══ DATASET ══

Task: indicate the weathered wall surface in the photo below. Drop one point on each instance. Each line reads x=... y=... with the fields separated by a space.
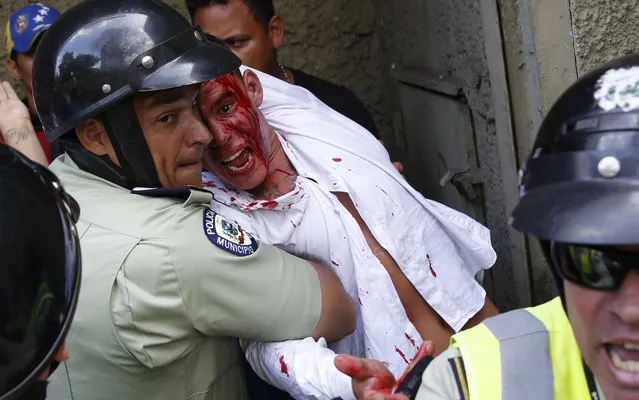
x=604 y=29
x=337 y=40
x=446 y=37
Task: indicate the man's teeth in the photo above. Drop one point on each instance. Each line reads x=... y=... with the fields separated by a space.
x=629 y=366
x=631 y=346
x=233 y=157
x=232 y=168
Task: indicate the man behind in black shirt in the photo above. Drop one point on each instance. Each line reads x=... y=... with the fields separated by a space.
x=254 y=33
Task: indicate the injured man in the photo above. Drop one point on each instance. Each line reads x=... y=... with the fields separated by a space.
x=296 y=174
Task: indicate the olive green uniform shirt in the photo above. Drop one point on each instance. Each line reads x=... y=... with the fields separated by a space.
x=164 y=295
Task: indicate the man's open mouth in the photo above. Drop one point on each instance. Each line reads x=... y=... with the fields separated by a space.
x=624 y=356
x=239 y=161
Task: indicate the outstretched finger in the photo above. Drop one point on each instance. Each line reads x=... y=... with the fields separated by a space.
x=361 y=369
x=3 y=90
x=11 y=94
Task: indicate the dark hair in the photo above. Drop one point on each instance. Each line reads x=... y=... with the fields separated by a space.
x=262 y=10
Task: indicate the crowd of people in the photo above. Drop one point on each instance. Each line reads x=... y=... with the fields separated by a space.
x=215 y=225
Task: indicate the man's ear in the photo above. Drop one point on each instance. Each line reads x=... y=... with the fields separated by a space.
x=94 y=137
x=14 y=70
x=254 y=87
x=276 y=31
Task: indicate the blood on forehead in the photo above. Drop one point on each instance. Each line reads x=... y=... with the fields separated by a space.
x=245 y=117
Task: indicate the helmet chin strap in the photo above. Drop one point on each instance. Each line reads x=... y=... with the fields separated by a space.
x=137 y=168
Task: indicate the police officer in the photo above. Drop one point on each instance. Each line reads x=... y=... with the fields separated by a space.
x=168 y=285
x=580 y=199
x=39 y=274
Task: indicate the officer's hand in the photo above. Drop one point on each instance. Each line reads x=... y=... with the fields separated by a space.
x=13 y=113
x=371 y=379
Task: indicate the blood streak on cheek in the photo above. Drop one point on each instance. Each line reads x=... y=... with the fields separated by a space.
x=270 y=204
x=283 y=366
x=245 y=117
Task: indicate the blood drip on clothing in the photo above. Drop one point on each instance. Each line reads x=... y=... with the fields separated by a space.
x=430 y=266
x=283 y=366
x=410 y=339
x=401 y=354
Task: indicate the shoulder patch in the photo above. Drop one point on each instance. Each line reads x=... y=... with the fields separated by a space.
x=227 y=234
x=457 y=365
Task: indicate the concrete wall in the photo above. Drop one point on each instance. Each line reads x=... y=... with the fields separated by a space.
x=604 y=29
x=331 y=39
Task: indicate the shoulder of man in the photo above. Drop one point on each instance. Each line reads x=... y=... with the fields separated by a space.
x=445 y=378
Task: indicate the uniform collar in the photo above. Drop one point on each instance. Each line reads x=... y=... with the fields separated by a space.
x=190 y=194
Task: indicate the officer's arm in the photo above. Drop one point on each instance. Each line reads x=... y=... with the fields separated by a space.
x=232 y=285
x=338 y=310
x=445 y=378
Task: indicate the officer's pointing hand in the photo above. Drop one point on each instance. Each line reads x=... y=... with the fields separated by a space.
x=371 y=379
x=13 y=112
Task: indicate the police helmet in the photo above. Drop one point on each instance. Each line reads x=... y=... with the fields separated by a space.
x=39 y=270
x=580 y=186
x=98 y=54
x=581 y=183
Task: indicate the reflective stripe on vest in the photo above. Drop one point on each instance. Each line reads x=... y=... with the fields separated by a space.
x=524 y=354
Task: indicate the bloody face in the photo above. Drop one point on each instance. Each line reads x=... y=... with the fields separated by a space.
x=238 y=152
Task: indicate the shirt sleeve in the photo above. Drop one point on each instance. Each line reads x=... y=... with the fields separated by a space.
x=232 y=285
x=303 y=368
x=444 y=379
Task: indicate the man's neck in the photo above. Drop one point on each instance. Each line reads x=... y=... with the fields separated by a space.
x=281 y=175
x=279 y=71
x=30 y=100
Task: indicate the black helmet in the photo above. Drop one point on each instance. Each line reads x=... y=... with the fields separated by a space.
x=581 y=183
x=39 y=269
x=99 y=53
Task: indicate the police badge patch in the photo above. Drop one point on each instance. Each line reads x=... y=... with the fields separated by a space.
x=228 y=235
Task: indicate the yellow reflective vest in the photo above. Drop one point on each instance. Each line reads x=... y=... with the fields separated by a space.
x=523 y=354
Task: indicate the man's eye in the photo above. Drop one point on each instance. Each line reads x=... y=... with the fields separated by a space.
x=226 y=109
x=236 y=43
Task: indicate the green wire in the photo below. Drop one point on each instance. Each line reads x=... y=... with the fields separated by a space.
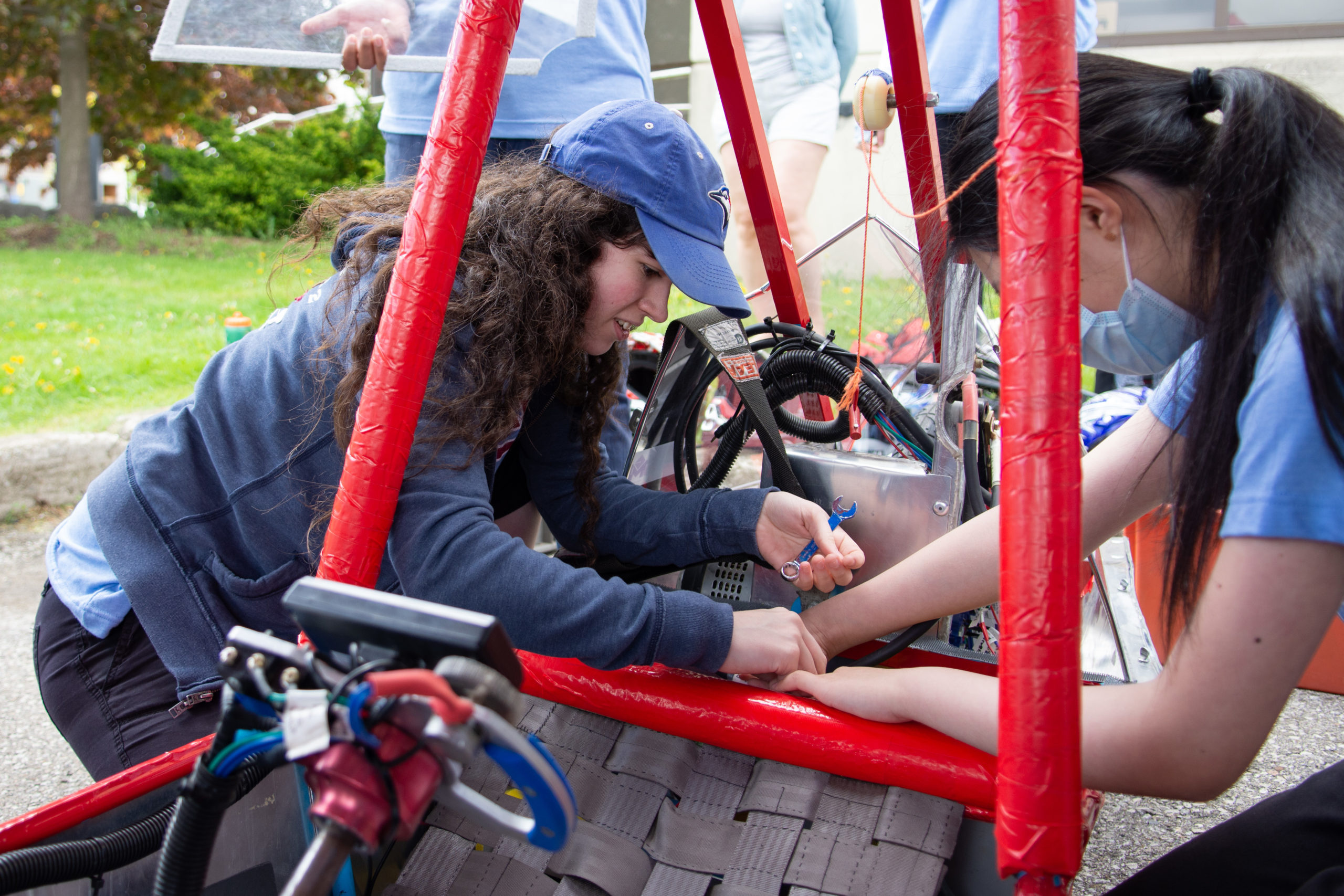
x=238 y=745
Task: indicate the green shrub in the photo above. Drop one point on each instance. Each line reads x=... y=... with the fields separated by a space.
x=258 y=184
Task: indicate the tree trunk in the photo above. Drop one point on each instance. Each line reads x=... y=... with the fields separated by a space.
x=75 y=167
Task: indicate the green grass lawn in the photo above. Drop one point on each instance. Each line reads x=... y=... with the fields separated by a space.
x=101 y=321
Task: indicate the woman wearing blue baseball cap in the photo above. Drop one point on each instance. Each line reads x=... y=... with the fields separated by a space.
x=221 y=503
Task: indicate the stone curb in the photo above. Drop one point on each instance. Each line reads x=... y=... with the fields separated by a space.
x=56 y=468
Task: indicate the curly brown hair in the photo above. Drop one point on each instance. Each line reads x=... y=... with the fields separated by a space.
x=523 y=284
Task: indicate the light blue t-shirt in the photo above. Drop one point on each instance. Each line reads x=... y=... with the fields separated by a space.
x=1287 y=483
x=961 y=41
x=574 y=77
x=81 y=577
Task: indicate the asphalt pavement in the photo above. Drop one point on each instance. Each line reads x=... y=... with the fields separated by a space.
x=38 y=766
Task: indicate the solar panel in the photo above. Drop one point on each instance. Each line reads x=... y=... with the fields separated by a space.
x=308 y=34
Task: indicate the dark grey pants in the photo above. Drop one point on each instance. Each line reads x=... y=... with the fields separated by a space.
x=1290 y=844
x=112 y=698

═══

> GOAL OF THE EXERCISE
The line containing "Task: indicate the tree" marks where to begin; copy it and every later line exactly, through the end of the data.

> ANSWER AREA
Task: indicate the tree trunk in the photo above. Drop one point on each instance. Each line reads x=... y=... with the fields separated by a space.
x=75 y=167
Task: indicate the green grass lawn in the photo above. Drop one point on each instance. Each line reads x=... y=... with the fields separated by a space.
x=101 y=321
Task: indicate the woman wearing blue baseball cap in the photo above. Drop one point on each instance. Each line reads x=... y=... with the fields separated by a space.
x=221 y=503
Task: indicate the stone curb in the photo above. Drop one point on each instance. Each line reads x=... y=... with the fields separated by a space.
x=56 y=468
Task: indicate the curly brown hair in the photo above. Drop one point on each instance. Each line reads x=... y=... with the fields separated by a space.
x=523 y=284
Task: indicate the light blue t-shirt in the photo above. Drop one point on each instance. Each line reads x=... y=... with the fields separated by a space.
x=1287 y=483
x=961 y=41
x=574 y=77
x=81 y=577
Task: indicate the asphalt pavement in the photo above. Drop one point on each instance. Each line reads x=... y=... with the fields separated by a space.
x=38 y=766
Task: indicate the solar panel in the photo above. Drop one point on each instance. Each line reads x=... y=... with the fields separated by a space.
x=308 y=34
Task: indicate the dark grey pants in the photo above. Drop one point on each instance. Each line reads x=... y=... with the fields separated by a space.
x=1290 y=844
x=112 y=698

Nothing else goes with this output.